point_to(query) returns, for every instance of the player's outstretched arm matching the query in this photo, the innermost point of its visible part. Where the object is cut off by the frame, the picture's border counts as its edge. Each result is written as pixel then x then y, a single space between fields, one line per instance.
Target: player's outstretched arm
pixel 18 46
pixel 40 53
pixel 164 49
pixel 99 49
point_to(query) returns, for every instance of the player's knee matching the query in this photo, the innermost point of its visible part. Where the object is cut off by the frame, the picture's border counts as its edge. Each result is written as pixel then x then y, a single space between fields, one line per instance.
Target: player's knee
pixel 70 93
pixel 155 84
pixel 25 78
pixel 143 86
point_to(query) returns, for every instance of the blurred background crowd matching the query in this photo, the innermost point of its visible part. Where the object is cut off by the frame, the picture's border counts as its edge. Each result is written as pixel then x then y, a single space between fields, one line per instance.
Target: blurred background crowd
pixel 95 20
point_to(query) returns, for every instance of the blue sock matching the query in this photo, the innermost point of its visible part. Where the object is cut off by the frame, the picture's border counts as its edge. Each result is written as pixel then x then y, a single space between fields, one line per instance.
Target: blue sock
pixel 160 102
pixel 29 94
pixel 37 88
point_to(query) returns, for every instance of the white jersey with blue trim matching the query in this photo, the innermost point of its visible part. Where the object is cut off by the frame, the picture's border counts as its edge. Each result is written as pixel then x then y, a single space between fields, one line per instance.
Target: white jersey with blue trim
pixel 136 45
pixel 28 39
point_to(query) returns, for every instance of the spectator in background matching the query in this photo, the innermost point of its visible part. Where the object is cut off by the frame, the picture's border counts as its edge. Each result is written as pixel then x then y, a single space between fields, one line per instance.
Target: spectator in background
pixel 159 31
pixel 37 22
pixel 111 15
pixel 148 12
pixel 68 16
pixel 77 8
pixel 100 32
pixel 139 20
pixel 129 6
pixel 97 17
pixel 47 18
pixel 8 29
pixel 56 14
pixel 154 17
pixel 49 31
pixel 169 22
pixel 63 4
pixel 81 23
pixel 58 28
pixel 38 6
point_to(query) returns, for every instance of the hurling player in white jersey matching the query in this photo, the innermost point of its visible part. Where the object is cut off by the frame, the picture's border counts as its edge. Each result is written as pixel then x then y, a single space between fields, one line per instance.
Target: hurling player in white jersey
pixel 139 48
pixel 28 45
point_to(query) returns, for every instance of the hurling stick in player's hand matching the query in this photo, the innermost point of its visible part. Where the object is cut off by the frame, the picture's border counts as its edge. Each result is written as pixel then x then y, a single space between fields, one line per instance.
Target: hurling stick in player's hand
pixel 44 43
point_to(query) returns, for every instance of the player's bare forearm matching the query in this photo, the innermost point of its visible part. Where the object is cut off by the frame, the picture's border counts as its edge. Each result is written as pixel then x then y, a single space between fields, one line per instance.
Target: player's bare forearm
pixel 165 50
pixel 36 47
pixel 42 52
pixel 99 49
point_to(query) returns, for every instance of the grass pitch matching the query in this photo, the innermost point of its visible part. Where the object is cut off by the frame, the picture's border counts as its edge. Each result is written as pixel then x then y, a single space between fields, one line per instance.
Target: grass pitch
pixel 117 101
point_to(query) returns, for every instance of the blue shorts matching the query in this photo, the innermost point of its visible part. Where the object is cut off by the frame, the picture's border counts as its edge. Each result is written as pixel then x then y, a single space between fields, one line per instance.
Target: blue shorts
┄┄┄┄┄┄┄┄┄┄
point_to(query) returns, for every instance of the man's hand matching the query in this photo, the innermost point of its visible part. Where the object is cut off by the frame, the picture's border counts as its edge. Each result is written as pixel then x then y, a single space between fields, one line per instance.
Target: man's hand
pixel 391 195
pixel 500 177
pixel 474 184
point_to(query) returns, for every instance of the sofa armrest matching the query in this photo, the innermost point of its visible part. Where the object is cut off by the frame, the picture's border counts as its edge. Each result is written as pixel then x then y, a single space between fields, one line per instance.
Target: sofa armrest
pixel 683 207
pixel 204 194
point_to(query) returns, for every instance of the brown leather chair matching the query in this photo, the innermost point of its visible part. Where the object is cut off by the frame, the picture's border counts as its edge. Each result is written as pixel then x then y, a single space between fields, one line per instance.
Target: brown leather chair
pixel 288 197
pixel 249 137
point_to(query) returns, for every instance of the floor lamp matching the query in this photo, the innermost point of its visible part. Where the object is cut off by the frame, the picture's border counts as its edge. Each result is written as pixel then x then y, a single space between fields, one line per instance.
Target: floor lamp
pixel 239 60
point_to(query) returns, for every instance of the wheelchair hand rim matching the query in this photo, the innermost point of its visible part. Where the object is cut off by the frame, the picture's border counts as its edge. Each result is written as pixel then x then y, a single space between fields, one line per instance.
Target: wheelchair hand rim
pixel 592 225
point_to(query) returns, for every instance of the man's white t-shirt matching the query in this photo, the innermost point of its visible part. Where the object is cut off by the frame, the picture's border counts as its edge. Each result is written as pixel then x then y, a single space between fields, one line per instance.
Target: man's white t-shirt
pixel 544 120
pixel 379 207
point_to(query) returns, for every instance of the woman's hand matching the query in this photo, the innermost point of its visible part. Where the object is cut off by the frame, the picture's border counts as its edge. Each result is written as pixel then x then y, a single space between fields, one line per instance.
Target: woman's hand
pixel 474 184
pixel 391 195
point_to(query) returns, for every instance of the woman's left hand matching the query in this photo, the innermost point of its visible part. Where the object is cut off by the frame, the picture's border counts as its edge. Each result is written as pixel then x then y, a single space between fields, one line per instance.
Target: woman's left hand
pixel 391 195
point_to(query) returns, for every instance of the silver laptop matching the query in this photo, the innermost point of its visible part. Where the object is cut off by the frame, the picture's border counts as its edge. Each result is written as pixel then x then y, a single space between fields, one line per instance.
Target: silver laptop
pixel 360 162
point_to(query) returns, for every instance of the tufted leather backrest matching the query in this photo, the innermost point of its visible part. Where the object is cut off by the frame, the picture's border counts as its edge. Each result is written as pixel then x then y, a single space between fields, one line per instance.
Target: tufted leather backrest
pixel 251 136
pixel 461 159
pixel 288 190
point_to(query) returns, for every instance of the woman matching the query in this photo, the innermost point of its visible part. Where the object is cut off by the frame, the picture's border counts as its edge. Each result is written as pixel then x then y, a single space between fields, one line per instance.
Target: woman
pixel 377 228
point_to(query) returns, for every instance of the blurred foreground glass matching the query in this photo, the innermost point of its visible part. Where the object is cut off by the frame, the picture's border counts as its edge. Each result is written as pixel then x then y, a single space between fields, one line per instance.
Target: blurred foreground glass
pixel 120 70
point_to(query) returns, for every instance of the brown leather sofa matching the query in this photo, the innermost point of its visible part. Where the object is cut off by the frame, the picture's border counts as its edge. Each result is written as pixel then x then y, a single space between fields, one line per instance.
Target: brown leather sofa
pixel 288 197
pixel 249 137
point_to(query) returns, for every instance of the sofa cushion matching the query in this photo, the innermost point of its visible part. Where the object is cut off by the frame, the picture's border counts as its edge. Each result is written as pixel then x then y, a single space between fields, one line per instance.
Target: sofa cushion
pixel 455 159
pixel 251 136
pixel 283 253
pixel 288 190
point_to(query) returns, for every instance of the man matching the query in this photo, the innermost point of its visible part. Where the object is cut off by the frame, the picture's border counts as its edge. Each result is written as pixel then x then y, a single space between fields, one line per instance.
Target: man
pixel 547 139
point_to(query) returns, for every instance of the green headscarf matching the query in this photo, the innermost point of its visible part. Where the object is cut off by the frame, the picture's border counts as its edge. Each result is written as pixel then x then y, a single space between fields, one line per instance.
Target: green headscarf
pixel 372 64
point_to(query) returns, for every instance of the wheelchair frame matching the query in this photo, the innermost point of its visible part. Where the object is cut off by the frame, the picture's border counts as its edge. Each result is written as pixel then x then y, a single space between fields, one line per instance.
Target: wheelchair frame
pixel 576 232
┄┄┄┄┄┄┄┄┄┄
- _Task description_: In the listing above, locate the line containing "Target: hurling stick in player's hand" and the line containing "Target: blue shorts". Extract those two lines and every line between them, exactly as written, and only those.

- _Exercise output_:
Target: hurling stick in player's hand
pixel 44 43
point_to(query) returns, for every instance of the player's bare forearm matching the query in this photo, the innermost point of its visible part. Where the object is cut off by the frame, the picture's border counts as its edge. Each result is written as pixel then x then y, a single space between fields, one line per instance.
Target: player's bare forearm
pixel 165 50
pixel 36 47
pixel 42 52
pixel 99 49
point_to(query) returns, for every instance of the grass pitch matching the query in this photo, the innermost point of its visible part. Where the object is cut off by the frame, the picture's border counts as its edge. Each result is written as pixel then x then y, a single space between fields, one line per instance.
Target: grass pitch
pixel 117 101
point_to(query) returns, for every instance of the blue shorts matching the query in this photo, the innermost point of its visible part. Where the object is cut off by the frame, the picture's border counts as its edge. Each result is written as pixel then x then y, a single space between fields, one line per instance.
Target: blue shorts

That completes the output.